What you are asked to do: The exercise asks for every line of the data to be reproduced exactly.

# START OF Supplied information

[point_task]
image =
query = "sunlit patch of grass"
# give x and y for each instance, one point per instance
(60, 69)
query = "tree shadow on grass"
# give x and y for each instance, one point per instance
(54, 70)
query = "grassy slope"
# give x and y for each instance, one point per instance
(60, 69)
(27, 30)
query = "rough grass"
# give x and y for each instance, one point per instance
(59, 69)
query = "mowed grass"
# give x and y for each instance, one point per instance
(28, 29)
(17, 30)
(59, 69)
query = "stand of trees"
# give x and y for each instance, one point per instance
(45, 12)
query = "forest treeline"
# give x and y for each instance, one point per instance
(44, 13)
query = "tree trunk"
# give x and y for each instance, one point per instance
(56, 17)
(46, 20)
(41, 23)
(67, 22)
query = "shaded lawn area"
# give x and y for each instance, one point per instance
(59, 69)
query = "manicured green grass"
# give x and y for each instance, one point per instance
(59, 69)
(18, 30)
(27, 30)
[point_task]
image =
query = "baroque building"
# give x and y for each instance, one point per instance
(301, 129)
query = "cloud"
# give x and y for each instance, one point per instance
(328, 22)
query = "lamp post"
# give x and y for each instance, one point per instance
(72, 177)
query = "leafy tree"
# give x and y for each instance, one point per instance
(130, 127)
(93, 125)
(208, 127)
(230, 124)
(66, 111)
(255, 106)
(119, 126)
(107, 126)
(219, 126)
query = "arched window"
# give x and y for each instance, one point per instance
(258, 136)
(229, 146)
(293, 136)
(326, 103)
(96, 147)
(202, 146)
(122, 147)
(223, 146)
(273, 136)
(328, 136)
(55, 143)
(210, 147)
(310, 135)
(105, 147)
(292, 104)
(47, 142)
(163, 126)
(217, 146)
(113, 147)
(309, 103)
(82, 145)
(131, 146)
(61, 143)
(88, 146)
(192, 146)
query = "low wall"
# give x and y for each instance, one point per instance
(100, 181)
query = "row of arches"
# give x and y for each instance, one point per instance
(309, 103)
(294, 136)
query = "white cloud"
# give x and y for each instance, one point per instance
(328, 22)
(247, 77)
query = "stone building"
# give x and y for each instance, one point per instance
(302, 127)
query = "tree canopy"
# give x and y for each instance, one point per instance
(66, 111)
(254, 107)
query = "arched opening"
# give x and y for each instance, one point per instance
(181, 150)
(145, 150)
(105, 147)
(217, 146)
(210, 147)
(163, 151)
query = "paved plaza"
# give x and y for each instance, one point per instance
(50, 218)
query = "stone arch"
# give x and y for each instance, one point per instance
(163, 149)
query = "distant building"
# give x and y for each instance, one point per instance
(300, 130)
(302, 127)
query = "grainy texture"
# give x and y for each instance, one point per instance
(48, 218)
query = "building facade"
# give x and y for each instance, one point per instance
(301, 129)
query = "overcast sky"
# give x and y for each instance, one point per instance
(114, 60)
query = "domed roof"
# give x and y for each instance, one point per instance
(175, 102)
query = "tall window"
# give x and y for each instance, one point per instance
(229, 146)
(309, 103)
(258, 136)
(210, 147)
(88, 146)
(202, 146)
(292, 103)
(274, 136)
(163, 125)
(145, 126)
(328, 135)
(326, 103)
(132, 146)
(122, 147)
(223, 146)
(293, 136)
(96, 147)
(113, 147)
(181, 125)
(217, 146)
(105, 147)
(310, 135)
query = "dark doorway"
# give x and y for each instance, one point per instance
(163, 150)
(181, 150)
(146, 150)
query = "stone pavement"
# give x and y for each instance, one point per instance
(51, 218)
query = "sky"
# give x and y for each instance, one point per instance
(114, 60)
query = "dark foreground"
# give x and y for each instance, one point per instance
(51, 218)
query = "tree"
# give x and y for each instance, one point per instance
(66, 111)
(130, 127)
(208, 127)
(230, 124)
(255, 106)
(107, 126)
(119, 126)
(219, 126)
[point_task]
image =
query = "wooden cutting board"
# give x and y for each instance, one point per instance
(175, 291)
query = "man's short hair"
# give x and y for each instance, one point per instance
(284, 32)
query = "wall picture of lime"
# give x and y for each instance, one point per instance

# END OF Supplied information

Result:
[point_task]
image =
query = "sunlit patch of grass"
# give x and y for each instance, one point per instance
(60, 69)
query = "tree shadow on grass"
# give x and y for each instance, one point per instance
(54, 70)
query = "grassy slope"
# give x and y for each instance, one point per instance
(60, 69)
(27, 30)
query = "rough grass"
# give x and y for each instance, one point per instance
(59, 69)
query = "mowed grass"
# give x and y for each instance, one point per instance
(28, 29)
(17, 30)
(59, 69)
query = "stand of trees"
# give x and y for each instance, one point per instance
(45, 12)
query = "forest treeline"
# give x and y for each instance, one point per instance
(44, 13)
query = "tree trunk"
# give x and y for each instance, one point per instance
(56, 17)
(46, 20)
(41, 23)
(67, 22)
query = "shaded lawn area"
# give x and y for each instance, one point per instance
(59, 69)
query = "manicured green grass"
# give x and y for each instance, one point per instance
(59, 69)
(18, 30)
(27, 30)
[point_task]
image =
query = "baroque building"
# give x and y for each instance, one point per instance
(301, 129)
query = "cloud"
# give x and y for each instance, one point per instance
(328, 22)
query = "lamp post"
# give x and y for each instance, one point per instance
(72, 177)
query = "leafy tree"
# give x and y for each instance, one point per instance
(130, 127)
(93, 125)
(208, 127)
(230, 124)
(66, 111)
(255, 106)
(119, 126)
(107, 126)
(219, 126)
query = "arched window"
# give x and y for each instance, one point per instance
(258, 136)
(229, 146)
(293, 136)
(326, 103)
(96, 147)
(202, 146)
(122, 147)
(223, 146)
(273, 136)
(328, 136)
(55, 143)
(210, 147)
(310, 135)
(105, 147)
(292, 104)
(47, 142)
(163, 126)
(217, 146)
(113, 147)
(309, 103)
(82, 145)
(131, 146)
(61, 143)
(88, 146)
(192, 146)
query = "low wall"
# give x and y for each instance, one point per instance
(100, 181)
query = "row of arches"
# give x and y for each instance, one point per instance
(309, 103)
(294, 136)
query = "white cloud"
# give x and y for each instance, one point per instance
(328, 22)
(247, 77)
query = "stone building"
# give x and y for each instance, one point per instance
(302, 127)
query = "tree canopy"
# give x and y for each instance, one point per instance
(66, 111)
(254, 107)
query = "arched opening"
# give x and y for each instance, one point per instance
(181, 150)
(145, 150)
(105, 147)
(217, 146)
(210, 147)
(163, 151)
query = "paved plaza"
# give x and y for each instance, one point per instance
(50, 218)
query = "stone arch"
# give x and y for each instance, one point per instance
(163, 149)
query = "distant building"
# give x and y for each instance, one point per instance
(300, 130)
(302, 127)
query = "grainy texture"
# give x and y for each instance, one point per instance
(48, 218)
query = "building facade"
# give x and y for each instance, one point per instance
(301, 129)
query = "overcast sky"
# give x and y for each instance, one point per instance
(114, 60)
query = "domed roof"
# give x and y for each instance, one point per instance
(175, 102)
query = "tall window"
# give x and y for each instance, one point per instance
(229, 146)
(309, 103)
(258, 136)
(210, 147)
(88, 146)
(202, 146)
(292, 103)
(274, 136)
(163, 125)
(145, 126)
(328, 135)
(326, 103)
(132, 146)
(122, 147)
(223, 146)
(293, 136)
(96, 147)
(113, 147)
(181, 125)
(217, 146)
(105, 147)
(310, 135)
query = "dark doorway"
# give x and y for each instance, one point per instance
(163, 150)
(181, 150)
(146, 150)
query = "stone pavement"
# give x and y for each instance, one point per instance
(51, 218)
query = "sky"
# give x and y for each instance, one point per instance
(114, 60)
query = "dark foreground"
# give x and y for each instance, one point per instance
(51, 218)
query = "tree"
# give x and y for each instance, one point per instance
(66, 111)
(130, 127)
(208, 127)
(230, 124)
(255, 106)
(107, 126)
(119, 126)
(219, 126)
[point_task]
image =
query = "wooden cutting board"
# give x and y for each instance, one point per instance
(175, 291)
query = "man's short hair"
# give x and y for each instance, one point per instance
(284, 32)
query = "wall picture of lime"
# give x and y for each instance, one point per instance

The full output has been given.